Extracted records
******

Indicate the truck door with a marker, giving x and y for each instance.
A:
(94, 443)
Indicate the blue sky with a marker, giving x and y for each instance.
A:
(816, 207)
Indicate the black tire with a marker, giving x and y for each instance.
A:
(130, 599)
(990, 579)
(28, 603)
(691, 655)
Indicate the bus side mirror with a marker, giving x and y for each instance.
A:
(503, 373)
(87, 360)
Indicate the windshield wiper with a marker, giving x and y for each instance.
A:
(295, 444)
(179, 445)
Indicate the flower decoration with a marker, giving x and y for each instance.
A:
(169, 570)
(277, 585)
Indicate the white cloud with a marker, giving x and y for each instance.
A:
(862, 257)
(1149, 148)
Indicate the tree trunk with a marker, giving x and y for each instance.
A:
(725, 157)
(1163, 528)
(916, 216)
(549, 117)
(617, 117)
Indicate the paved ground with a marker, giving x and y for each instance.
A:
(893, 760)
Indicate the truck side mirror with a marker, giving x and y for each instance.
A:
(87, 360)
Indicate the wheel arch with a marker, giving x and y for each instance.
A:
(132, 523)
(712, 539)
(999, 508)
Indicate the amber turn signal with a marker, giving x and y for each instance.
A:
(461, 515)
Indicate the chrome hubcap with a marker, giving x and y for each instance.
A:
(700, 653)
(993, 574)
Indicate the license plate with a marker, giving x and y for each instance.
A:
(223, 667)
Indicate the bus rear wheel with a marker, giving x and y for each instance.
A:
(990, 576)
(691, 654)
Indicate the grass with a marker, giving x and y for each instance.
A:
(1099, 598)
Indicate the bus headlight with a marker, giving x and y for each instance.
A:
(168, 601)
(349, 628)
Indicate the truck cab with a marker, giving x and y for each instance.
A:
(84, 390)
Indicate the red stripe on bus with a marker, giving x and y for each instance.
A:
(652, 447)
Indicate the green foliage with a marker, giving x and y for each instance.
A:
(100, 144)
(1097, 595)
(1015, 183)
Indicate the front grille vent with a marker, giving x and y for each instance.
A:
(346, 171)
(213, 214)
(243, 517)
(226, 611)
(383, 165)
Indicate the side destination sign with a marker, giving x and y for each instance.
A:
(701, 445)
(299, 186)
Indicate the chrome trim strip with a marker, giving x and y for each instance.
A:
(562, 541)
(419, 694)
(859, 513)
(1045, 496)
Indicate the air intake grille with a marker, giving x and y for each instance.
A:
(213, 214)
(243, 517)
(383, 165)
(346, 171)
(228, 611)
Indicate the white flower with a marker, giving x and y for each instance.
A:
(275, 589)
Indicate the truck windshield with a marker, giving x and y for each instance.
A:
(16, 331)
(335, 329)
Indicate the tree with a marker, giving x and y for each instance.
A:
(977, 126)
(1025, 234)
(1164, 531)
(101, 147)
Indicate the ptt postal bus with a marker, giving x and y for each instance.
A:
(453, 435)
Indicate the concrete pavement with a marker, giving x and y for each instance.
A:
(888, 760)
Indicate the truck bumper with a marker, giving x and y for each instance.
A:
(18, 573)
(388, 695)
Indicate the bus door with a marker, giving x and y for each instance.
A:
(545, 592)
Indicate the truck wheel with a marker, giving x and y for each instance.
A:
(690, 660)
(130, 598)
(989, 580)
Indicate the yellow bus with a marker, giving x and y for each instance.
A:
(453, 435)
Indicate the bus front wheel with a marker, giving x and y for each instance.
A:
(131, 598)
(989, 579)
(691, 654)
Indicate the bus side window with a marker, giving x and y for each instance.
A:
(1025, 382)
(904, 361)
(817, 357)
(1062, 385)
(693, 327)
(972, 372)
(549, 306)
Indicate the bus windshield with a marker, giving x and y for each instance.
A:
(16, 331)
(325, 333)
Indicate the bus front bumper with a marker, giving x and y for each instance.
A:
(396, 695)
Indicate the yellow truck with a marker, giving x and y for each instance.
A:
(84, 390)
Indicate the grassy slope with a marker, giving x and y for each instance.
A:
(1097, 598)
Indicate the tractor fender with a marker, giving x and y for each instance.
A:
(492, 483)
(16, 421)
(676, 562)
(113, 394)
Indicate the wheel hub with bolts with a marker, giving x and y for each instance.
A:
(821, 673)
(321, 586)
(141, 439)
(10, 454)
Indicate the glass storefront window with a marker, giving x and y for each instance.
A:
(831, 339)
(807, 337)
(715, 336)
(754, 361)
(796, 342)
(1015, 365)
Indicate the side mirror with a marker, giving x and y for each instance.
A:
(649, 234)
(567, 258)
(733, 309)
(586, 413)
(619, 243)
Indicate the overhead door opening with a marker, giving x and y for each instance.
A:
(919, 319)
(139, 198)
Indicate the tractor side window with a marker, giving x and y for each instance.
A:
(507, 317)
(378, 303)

******

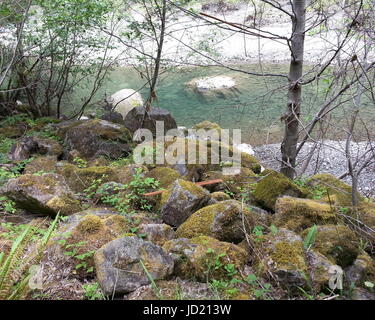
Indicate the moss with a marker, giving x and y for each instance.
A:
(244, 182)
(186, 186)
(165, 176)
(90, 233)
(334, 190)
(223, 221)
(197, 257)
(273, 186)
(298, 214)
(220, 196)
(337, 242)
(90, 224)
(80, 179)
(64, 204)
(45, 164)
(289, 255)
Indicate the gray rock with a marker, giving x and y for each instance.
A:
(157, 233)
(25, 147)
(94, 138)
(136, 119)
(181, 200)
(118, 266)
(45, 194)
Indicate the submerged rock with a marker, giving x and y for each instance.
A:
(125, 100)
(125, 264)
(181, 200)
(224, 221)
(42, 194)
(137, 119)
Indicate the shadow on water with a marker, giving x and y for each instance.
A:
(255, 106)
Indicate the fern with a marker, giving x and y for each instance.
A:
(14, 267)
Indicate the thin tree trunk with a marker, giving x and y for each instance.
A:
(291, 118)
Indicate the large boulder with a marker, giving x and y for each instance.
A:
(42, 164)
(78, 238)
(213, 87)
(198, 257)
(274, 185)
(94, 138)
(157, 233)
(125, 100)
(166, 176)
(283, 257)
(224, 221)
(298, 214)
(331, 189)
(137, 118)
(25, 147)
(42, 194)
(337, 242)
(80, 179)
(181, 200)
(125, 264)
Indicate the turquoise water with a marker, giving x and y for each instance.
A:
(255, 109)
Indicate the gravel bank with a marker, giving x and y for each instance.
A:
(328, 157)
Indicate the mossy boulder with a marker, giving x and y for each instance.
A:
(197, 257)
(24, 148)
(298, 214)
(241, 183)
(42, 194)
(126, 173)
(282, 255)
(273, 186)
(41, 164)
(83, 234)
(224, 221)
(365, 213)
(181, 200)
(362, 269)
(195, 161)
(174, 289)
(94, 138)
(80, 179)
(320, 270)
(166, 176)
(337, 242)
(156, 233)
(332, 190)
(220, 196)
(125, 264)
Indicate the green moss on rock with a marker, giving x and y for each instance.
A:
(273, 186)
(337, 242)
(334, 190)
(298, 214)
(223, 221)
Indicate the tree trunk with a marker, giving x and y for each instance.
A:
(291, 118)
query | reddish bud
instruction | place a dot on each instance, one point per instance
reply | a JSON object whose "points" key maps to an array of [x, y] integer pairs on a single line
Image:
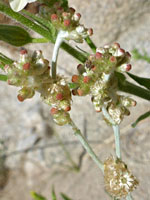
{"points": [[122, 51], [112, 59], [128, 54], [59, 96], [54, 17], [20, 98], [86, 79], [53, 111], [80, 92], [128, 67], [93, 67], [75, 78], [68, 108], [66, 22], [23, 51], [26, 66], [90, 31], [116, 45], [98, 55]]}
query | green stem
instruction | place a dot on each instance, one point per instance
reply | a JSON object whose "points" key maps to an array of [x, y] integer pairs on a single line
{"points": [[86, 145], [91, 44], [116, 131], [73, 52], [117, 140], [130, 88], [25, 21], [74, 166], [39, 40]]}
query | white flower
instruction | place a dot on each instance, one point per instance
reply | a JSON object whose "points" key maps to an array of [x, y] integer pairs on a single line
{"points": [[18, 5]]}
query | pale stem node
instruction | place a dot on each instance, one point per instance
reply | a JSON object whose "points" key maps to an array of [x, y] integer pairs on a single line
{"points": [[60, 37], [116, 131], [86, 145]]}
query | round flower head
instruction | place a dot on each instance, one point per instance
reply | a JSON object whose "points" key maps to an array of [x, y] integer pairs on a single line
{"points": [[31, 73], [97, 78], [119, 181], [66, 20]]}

******

## Task:
Recast the lines running from the one containing "Indicate the grassy" down through the one containing "(1015, 365)" as a JSON list of strings, one string per line, with blank lines left out. Include both end lines and nothing outside that span.

## Exercise result:
[
  "Indicate the grassy slope with a marker, giving x and y for each instance.",
  "A:",
  "(1097, 598)",
  "Indicate the tractor fender with a marker, giving x and y for each instance.",
  "A:",
  "(492, 483)",
  "(16, 421)",
  "(676, 562)",
  "(113, 394)",
  "Indicate the wheel hub with bolts with a marker, giving x and y for each instance.",
  "A:",
  "(821, 673)",
  "(321, 586)",
  "(141, 439)",
  "(10, 454)",
  "Indicate the glass storefront window with a marker, giving x and y for each instance.",
  "A:",
  "(831, 339)",
  "(807, 337)",
  "(715, 336)",
  "(754, 361)",
  "(796, 342)",
  "(1015, 365)"
]